■ **DOCUMENT EXTRACT**
For this recipe you’ll need to get some fat from around the organs of an old cow or sheep and shred it up fine, now some people swear by the hand torn method but personally I choose to buy my suet pre-shredded from a supermarket.

The full ingredients are, according to the recipe I found:

    250g/8oz self-raising flour
    pinch salt
    125g/4oz shredded suet
    90-120ml/6-8tbsp water
    4 tbsp raspberry jam, warmed
    a little milk
    1 egg, beaten, and caster sugar to glaze

With your ingredients at hand, you first need to sift the flour into a bowl with the salt. Now, it’s vry important to take a metric pinch of salt, and not the imperial measure, as you can make it too salty by using the wrong kind, the Jamie Oliver cooking range offers the Jamie Oliver Salt Pinher that can be a great aid in completing the task (though be sure to set the finger distances at single pinch).

Once that has been sifted, you’ll want to look at the suet. Don’t. It’ll remind you of the documentary about the breeding cycle of several types of mites and insects, and you’ll be trying to eat it later. Instead, tip the suet straight in to the bowl with the flour and salt.

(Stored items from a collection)
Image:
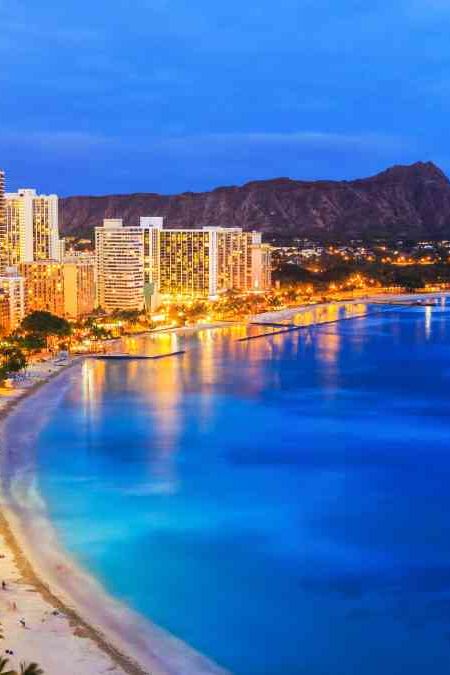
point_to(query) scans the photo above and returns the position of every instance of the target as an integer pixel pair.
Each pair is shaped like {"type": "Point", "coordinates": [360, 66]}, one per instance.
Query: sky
{"type": "Point", "coordinates": [168, 96]}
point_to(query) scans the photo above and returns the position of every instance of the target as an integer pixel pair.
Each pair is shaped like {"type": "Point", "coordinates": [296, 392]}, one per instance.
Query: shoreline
{"type": "Point", "coordinates": [381, 299]}
{"type": "Point", "coordinates": [86, 637]}
{"type": "Point", "coordinates": [57, 584]}
{"type": "Point", "coordinates": [28, 575]}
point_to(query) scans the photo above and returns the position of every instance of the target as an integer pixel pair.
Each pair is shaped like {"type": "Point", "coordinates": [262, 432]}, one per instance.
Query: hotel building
{"type": "Point", "coordinates": [134, 264]}
{"type": "Point", "coordinates": [79, 285]}
{"type": "Point", "coordinates": [12, 287]}
{"type": "Point", "coordinates": [207, 262]}
{"type": "Point", "coordinates": [120, 266]}
{"type": "Point", "coordinates": [32, 231]}
{"type": "Point", "coordinates": [44, 286]}
{"type": "Point", "coordinates": [3, 258]}
{"type": "Point", "coordinates": [4, 314]}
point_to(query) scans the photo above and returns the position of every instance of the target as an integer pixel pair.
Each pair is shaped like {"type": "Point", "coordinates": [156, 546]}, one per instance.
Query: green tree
{"type": "Point", "coordinates": [3, 664]}
{"type": "Point", "coordinates": [30, 669]}
{"type": "Point", "coordinates": [46, 325]}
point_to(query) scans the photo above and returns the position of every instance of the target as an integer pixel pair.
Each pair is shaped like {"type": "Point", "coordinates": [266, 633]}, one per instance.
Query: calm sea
{"type": "Point", "coordinates": [281, 504]}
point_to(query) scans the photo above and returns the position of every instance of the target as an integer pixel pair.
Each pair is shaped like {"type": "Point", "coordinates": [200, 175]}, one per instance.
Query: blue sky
{"type": "Point", "coordinates": [167, 96]}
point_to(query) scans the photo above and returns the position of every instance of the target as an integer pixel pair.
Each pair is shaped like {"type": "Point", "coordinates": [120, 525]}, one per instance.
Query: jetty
{"type": "Point", "coordinates": [290, 327]}
{"type": "Point", "coordinates": [135, 357]}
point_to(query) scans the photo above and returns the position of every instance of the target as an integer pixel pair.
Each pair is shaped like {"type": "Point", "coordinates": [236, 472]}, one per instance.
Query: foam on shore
{"type": "Point", "coordinates": [134, 644]}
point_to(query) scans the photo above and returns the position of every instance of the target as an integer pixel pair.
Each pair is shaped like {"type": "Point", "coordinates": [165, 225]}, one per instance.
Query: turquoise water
{"type": "Point", "coordinates": [282, 505]}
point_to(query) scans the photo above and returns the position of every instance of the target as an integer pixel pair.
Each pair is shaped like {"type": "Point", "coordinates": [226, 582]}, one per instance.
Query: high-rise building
{"type": "Point", "coordinates": [208, 262]}
{"type": "Point", "coordinates": [135, 262]}
{"type": "Point", "coordinates": [12, 288]}
{"type": "Point", "coordinates": [3, 258]}
{"type": "Point", "coordinates": [32, 231]}
{"type": "Point", "coordinates": [79, 285]}
{"type": "Point", "coordinates": [120, 265]}
{"type": "Point", "coordinates": [4, 314]}
{"type": "Point", "coordinates": [44, 286]}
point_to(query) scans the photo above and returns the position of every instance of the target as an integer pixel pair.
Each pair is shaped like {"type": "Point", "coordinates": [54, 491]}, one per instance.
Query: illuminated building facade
{"type": "Point", "coordinates": [119, 265]}
{"type": "Point", "coordinates": [207, 262]}
{"type": "Point", "coordinates": [12, 288]}
{"type": "Point", "coordinates": [197, 263]}
{"type": "Point", "coordinates": [4, 314]}
{"type": "Point", "coordinates": [79, 285]}
{"type": "Point", "coordinates": [32, 231]}
{"type": "Point", "coordinates": [44, 286]}
{"type": "Point", "coordinates": [3, 257]}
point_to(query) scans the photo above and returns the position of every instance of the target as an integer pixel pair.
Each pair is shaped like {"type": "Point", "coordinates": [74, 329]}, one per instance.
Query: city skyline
{"type": "Point", "coordinates": [207, 96]}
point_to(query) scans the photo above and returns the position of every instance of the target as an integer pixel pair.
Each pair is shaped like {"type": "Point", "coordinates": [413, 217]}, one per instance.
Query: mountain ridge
{"type": "Point", "coordinates": [409, 201]}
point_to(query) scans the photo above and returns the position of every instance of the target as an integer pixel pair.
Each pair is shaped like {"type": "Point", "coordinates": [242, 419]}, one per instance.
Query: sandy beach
{"type": "Point", "coordinates": [58, 634]}
{"type": "Point", "coordinates": [54, 636]}
{"type": "Point", "coordinates": [285, 315]}
{"type": "Point", "coordinates": [70, 621]}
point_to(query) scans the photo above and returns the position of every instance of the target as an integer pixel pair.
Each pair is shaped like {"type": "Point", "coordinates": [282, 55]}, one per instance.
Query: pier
{"type": "Point", "coordinates": [290, 327]}
{"type": "Point", "coordinates": [135, 357]}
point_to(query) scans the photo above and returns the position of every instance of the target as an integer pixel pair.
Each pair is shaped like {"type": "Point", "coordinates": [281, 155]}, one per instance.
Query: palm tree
{"type": "Point", "coordinates": [3, 664]}
{"type": "Point", "coordinates": [30, 669]}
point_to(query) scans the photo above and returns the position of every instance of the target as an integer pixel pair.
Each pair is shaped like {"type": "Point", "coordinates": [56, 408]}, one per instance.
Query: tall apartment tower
{"type": "Point", "coordinates": [32, 230]}
{"type": "Point", "coordinates": [3, 259]}
{"type": "Point", "coordinates": [12, 288]}
{"type": "Point", "coordinates": [122, 258]}
{"type": "Point", "coordinates": [207, 262]}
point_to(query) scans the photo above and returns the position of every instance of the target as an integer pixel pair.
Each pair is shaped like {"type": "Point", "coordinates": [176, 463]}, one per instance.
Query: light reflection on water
{"type": "Point", "coordinates": [280, 503]}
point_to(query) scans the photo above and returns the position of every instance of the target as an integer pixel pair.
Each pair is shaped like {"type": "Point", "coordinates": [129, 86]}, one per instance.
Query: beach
{"type": "Point", "coordinates": [69, 618]}
{"type": "Point", "coordinates": [61, 628]}
{"type": "Point", "coordinates": [53, 633]}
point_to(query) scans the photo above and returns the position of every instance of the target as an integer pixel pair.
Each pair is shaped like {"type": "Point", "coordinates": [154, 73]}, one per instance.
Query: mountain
{"type": "Point", "coordinates": [403, 201]}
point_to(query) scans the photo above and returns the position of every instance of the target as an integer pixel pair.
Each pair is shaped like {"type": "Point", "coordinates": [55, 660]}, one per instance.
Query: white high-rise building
{"type": "Point", "coordinates": [3, 258]}
{"type": "Point", "coordinates": [12, 286]}
{"type": "Point", "coordinates": [119, 263]}
{"type": "Point", "coordinates": [32, 229]}
{"type": "Point", "coordinates": [136, 264]}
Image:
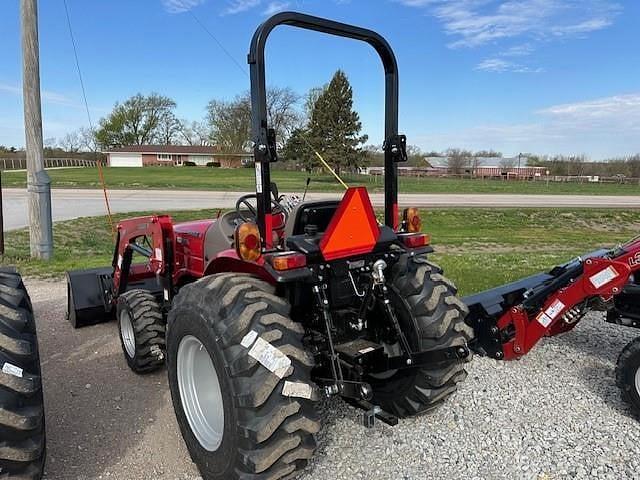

■ **BRIEF 1**
Print the portion of the suet recipe between "With your ingredients" and "flour and salt.", inclusive.
■ **BRIEF 2**
In the suet recipe, how much shredded suet do the ingredients call for?

■ **YOUR RESPONSE 1**
With your ingredients at hand, you first need to sift the flour into a bowl with the salt. Now, it’s vry important to take a metric pinch of salt, and not the imperial measure, as you can make it too salty by using the wrong kind, the Jamie Oliver cooking range offers the Jamie Oliver Salt Pinher that can be a great aid in completing the task (though be sure to set the finger distances at single pinch).

Once that has been sifted, you’ll want to look at the suet. Don’t. It’ll remind you of the documentary about the breeding cycle of several types of mites and insects, and you’ll be trying to eat it later. Instead, tip the suet straight in to the bowl with the flour and salt.

■ **YOUR RESPONSE 2**
125g/4oz